*SHORT TASK*. Count the lines in the records below that contain the string "bridesmaid", and give only that number.

----

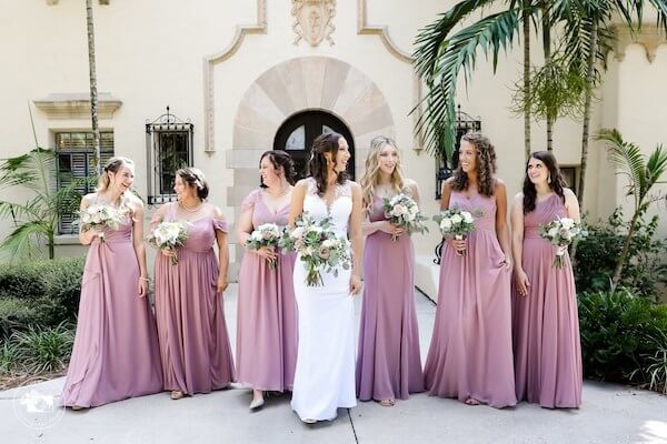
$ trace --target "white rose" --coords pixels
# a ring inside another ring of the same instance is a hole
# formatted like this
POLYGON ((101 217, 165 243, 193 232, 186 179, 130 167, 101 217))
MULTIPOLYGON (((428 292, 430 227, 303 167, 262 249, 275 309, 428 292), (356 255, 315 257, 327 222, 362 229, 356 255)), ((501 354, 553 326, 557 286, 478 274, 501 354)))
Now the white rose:
POLYGON ((449 231, 451 229, 451 220, 449 218, 445 218, 440 221, 440 229, 442 231, 449 231))
POLYGON ((406 213, 406 208, 404 205, 401 205, 400 203, 394 206, 394 210, 391 210, 391 213, 394 215, 401 215, 406 213))
POLYGON ((574 221, 574 220, 571 220, 570 218, 563 218, 563 219, 560 220, 560 225, 561 225, 564 229, 567 229, 567 230, 569 230, 569 229, 571 229, 571 228, 575 225, 575 221, 574 221))

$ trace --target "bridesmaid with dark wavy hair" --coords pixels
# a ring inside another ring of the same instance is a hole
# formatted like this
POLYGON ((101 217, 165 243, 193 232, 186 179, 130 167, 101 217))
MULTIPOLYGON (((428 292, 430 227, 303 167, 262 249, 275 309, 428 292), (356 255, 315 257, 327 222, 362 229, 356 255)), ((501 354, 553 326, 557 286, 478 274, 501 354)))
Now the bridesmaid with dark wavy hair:
POLYGON ((539 226, 559 218, 579 221, 579 203, 565 188, 556 158, 530 154, 524 191, 514 200, 512 251, 516 259, 514 347, 519 400, 542 407, 581 405, 581 345, 575 276, 565 249, 565 265, 552 265, 557 248, 539 226))
MULTIPOLYGON (((287 225, 295 176, 285 151, 265 152, 260 186, 241 205, 239 244, 259 225, 287 225)), ((292 390, 297 363, 297 302, 292 275, 296 254, 262 246, 246 250, 239 271, 237 382, 253 389, 250 410, 263 405, 263 392, 292 390), (276 266, 271 269, 270 261, 276 266)))
POLYGON ((188 239, 176 252, 156 258, 156 317, 165 390, 172 400, 228 387, 233 362, 221 293, 227 289, 227 221, 206 201, 209 185, 196 168, 176 172, 177 202, 158 209, 151 230, 162 220, 182 222, 188 239), (218 258, 213 250, 218 245, 218 258), (173 255, 178 264, 171 263, 173 255))
POLYGON ((495 173, 496 150, 489 139, 478 132, 465 134, 459 167, 442 185, 440 208, 470 212, 475 231, 465 240, 448 236, 442 246, 436 323, 424 374, 431 395, 501 408, 517 400, 507 191, 495 173))

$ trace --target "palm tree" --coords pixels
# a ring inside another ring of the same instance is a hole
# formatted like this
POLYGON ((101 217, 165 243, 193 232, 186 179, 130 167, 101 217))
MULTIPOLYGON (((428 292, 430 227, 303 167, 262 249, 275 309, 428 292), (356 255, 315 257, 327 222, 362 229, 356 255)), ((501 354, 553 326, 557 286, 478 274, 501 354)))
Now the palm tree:
POLYGON ((593 94, 600 74, 596 63, 604 65, 614 33, 609 26, 617 17, 633 31, 641 30, 644 7, 653 6, 657 11, 657 23, 667 32, 667 2, 665 0, 554 0, 552 14, 564 26, 564 53, 573 70, 584 79, 584 121, 581 124, 581 163, 577 198, 584 210, 584 192, 588 167, 588 145, 593 94))
MULTIPOLYGON (((524 30, 524 40, 529 38, 530 17, 538 7, 529 0, 509 1, 504 11, 489 14, 456 33, 452 29, 474 11, 490 7, 494 0, 464 0, 424 28, 415 44, 415 68, 425 80, 428 91, 419 107, 424 113, 417 121, 416 130, 424 131, 428 151, 450 159, 456 143, 456 85, 458 74, 464 71, 466 81, 475 68, 479 50, 491 56, 494 71, 498 64, 500 50, 507 50, 514 43, 519 29, 524 30)), ((529 52, 524 49, 525 67, 529 67, 529 52)), ((529 68, 528 68, 529 69, 529 68)), ((528 77, 526 77, 528 79, 528 77)), ((529 81, 524 90, 530 89, 529 81)), ((525 114, 525 138, 529 152, 530 114, 525 114)))
POLYGON ((611 292, 614 292, 620 281, 637 221, 653 202, 664 199, 664 196, 650 194, 650 191, 656 184, 666 183, 660 181, 660 176, 667 171, 667 150, 663 145, 658 145, 646 160, 639 147, 623 140, 617 130, 601 130, 597 139, 607 142, 609 161, 615 167, 617 174, 627 176, 627 195, 633 196, 634 201, 633 219, 611 280, 611 292))
POLYGON ((86 21, 88 29, 88 70, 90 75, 90 118, 92 123, 92 141, 94 145, 94 171, 101 174, 100 167, 100 128, 98 123, 97 71, 94 63, 94 28, 92 21, 92 0, 86 0, 86 21))

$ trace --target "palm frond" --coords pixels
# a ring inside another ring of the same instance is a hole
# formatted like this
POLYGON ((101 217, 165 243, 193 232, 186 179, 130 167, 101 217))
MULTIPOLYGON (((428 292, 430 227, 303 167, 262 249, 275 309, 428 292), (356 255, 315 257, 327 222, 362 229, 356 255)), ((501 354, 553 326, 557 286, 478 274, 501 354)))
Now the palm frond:
POLYGON ((660 178, 667 171, 667 150, 660 144, 648 157, 646 162, 646 182, 651 188, 656 183, 663 183, 660 178))
POLYGON ((646 163, 641 149, 631 142, 626 142, 618 130, 603 129, 598 140, 607 142, 609 162, 617 174, 628 178, 628 195, 635 195, 636 209, 646 194, 646 163))
POLYGON ((451 30, 471 12, 490 6, 495 0, 464 0, 455 4, 439 19, 422 28, 415 39, 415 68, 422 77, 431 77, 440 56, 440 47, 451 30))
POLYGON ((23 223, 9 233, 0 243, 12 261, 33 258, 40 252, 39 239, 48 235, 48 226, 41 221, 23 223))
MULTIPOLYGON (((445 18, 450 17, 448 14, 445 18)), ((428 92, 417 105, 424 107, 424 113, 417 121, 416 131, 424 131, 426 149, 431 153, 450 157, 454 152, 458 74, 462 70, 466 82, 469 80, 480 51, 487 58, 491 57, 495 70, 500 50, 511 46, 521 28, 521 9, 510 9, 485 17, 451 37, 444 34, 446 38, 441 39, 438 34, 437 52, 432 52, 432 40, 417 40, 421 46, 415 52, 416 68, 424 75, 428 92)), ((448 22, 446 29, 451 27, 448 22)))

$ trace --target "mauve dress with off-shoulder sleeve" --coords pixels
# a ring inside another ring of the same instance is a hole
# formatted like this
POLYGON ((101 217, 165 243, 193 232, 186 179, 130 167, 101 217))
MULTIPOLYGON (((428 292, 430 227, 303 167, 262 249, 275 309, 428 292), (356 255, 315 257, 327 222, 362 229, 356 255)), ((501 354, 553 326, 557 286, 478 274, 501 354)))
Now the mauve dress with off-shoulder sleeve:
MULTIPOLYGON (((386 220, 378 196, 369 220, 386 220)), ((407 400, 410 393, 424 392, 414 270, 415 248, 408 234, 396 242, 382 231, 366 238, 357 356, 361 401, 407 400)))
POLYGON ((430 395, 517 403, 511 350, 511 271, 496 235, 496 199, 454 191, 449 208, 475 215, 467 252, 445 243, 440 287, 424 375, 430 395))
MULTIPOLYGON (((166 220, 176 220, 173 205, 166 220)), ((157 219, 153 218, 153 223, 157 219)), ((210 215, 186 222, 188 239, 177 249, 178 264, 156 258, 156 317, 165 390, 188 394, 225 389, 233 381, 233 361, 217 291, 216 230, 227 222, 210 215)))
MULTIPOLYGON (((252 211, 252 226, 287 225, 289 204, 278 212, 265 203, 262 191, 252 191, 241 205, 252 211)), ((237 319, 237 381, 256 390, 292 390, 297 364, 297 302, 293 270, 296 254, 277 250, 277 268, 246 251, 239 271, 237 319)))
POLYGON ((88 249, 62 405, 94 407, 162 390, 156 321, 139 297, 130 215, 88 249))
POLYGON ((554 266, 556 248, 539 225, 567 216, 563 198, 551 194, 524 216, 521 265, 528 294, 514 295, 516 390, 519 400, 542 407, 581 405, 581 344, 575 276, 569 255, 554 266))

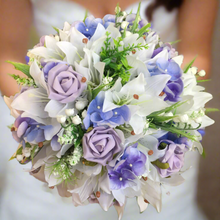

----

*FINAL RESULT*. 2